Directions: Retype all of the following rows without changing anything.

↓

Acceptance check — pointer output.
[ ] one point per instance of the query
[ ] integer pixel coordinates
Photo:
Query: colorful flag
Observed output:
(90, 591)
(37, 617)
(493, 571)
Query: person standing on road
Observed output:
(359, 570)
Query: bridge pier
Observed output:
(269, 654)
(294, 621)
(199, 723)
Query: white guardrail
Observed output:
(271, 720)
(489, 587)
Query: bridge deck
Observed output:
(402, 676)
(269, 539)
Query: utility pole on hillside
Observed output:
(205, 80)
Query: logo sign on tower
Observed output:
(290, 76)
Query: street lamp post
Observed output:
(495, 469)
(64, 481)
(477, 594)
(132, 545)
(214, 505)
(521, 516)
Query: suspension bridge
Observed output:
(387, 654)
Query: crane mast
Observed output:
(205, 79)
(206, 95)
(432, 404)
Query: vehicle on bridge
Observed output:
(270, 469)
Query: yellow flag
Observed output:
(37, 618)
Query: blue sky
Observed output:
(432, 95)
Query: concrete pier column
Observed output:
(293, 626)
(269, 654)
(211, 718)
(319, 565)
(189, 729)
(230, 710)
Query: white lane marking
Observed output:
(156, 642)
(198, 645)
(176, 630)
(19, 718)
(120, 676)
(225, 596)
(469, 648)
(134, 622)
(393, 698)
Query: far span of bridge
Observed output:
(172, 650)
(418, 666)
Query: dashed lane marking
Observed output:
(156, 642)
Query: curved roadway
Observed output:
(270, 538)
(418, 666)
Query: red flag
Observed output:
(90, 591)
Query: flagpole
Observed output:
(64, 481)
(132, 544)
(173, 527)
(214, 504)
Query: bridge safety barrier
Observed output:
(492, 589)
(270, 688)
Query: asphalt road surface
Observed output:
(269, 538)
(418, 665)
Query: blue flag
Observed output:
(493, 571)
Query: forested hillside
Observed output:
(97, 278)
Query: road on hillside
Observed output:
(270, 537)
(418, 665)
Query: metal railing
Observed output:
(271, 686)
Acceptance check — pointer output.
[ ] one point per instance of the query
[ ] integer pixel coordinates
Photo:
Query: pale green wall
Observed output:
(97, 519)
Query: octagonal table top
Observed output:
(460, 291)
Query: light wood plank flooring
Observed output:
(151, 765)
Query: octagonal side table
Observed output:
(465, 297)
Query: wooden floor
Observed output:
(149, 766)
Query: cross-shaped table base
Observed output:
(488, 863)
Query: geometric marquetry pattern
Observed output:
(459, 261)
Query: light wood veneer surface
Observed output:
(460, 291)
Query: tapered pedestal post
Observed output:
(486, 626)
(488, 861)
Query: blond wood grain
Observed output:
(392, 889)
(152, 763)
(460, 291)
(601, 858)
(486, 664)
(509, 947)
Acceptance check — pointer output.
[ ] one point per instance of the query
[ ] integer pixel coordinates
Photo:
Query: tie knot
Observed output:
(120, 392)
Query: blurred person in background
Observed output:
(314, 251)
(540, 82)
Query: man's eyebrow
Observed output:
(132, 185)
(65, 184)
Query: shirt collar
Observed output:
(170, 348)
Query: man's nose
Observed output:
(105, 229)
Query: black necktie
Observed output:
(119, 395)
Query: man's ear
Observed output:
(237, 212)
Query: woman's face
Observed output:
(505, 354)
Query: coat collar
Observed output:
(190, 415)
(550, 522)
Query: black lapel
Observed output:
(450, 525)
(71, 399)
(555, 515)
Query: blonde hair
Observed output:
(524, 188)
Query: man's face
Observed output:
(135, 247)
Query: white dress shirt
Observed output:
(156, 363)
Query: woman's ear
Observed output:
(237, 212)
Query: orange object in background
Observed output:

↑

Response below:
Acceptance check — pointer output.
[ ] one point per instance of the query
[ ] integer pixel coordinates
Photo:
Query: colorful flag
Observed output:
(90, 591)
(37, 617)
(493, 571)
Query: person standing on road
Observed output:
(359, 570)
Query: bridge pier
Observed output:
(269, 654)
(294, 621)
(199, 723)
Query: white guardrail
Observed output:
(271, 720)
(489, 587)
Query: bridge deck
Observed output:
(402, 676)
(269, 539)
Query: utility pole on hillside
Observed output:
(205, 80)
Query: logo sign on tower
Observed output:
(290, 76)
Query: street lamp post
Observed output:
(495, 469)
(64, 481)
(477, 594)
(132, 545)
(214, 505)
(521, 516)
Query: suspension bridge
Observed output:
(387, 654)
Query: crane mast
Observed output:
(205, 79)
(206, 95)
(432, 404)
Query: vehicle on bridge
Observed output:
(270, 469)
Query: yellow flag
Observed output:
(37, 618)
Query: blue sky
Observed output:
(432, 95)
Query: concrete pier column
Observed output:
(293, 626)
(269, 654)
(211, 718)
(319, 565)
(189, 729)
(230, 710)
Query: white lane marking
Observed output:
(156, 642)
(198, 645)
(176, 630)
(19, 718)
(120, 676)
(225, 596)
(469, 648)
(134, 622)
(393, 698)
Query: far span of bridge
Observed output:
(172, 650)
(418, 666)
Query: dashed lane marking
Observed output:
(156, 642)
Query: curved roadway
Observed output:
(270, 538)
(418, 666)
Query: red flag
Observed output:
(90, 591)
Query: flagpole
Observed output:
(64, 481)
(132, 544)
(173, 527)
(214, 504)
Query: bridge safety barrier
Observed output:
(492, 589)
(270, 688)
Query: asphalt road surface
Observed output:
(269, 538)
(418, 665)
Query: blue flag
Observed output:
(493, 571)
Query: forested hillside
Observed output:
(97, 278)
Query: road on hillside
Observed output:
(270, 537)
(418, 665)
Query: metal railing
Observed output:
(271, 686)
Acceptance check — pointer output.
[ ] one point per instance of the query
[ ] integer pixel coordinates
Photo:
Query: pale green wall
Observed output:
(97, 519)
Query: octagonal table top
Observed output:
(460, 291)
Query: light wood plank flooring
Observed output:
(151, 765)
Query: octagonal side table
Observed output:
(465, 297)
Query: wooden floor
Observed output:
(149, 766)
Query: cross-shaped table base
Observed output:
(488, 863)
Query: geometric marquetry pattern
Observed output:
(459, 261)
Query: light wood veneer surface
Observed output:
(460, 291)
Query: tapered pedestal post
Observed output:
(486, 626)
(488, 861)
Query: blond wood grain
Observed output:
(392, 889)
(152, 763)
(460, 291)
(601, 858)
(486, 664)
(509, 947)
Acceptance check — pointer output.
[ ] one point per instance of the query
[ ] integer pixel coordinates
Photo:
Query: tie knot
Observed output:
(120, 392)
Query: blurred person in background
Observed output:
(314, 251)
(540, 82)
Query: man's eyebrow
Observed output:
(132, 185)
(65, 184)
Query: shirt collar
Observed output:
(170, 348)
Query: man's nose
Observed output:
(105, 229)
Query: black necktie
Observed output:
(119, 395)
Query: man's ear
Observed output:
(237, 212)
Query: woman's face
Observed output:
(505, 354)
Query: coat collar
Observed output:
(190, 415)
(550, 522)
Query: black lapel
Observed output:
(450, 525)
(71, 399)
(555, 515)
Query: blonde hair
Observed output:
(524, 188)
Query: man's face
Observed output:
(135, 247)
Query: white dress shirt
Observed output:
(156, 363)
Query: woman's ear
Observed output:
(237, 212)
Query: orange object in background
Observed output:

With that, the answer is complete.